(Saved entries)
- Opening Delimiter -

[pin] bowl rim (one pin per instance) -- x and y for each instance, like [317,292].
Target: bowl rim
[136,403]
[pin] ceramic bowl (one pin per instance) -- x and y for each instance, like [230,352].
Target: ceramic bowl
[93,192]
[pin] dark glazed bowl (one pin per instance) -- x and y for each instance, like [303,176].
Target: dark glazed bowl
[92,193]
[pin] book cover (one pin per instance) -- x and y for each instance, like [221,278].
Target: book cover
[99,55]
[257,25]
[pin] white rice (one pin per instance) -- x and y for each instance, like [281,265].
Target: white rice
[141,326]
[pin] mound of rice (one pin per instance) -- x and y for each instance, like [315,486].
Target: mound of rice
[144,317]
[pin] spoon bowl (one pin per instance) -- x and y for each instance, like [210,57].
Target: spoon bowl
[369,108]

- Closing Delimiter -

__HOW TO COMPLETE THIS TASK__.
Only the lines from the one containing "[pin] spoon bowl" through the end of the entries above belong in the answer; repeat them exactly.

__SOLUTION FOR THIS PROBLEM__.
[pin] spoon bowl (one pin per instance) -- x and y for each instance, like [210,57].
Target: spoon bowl
[369,108]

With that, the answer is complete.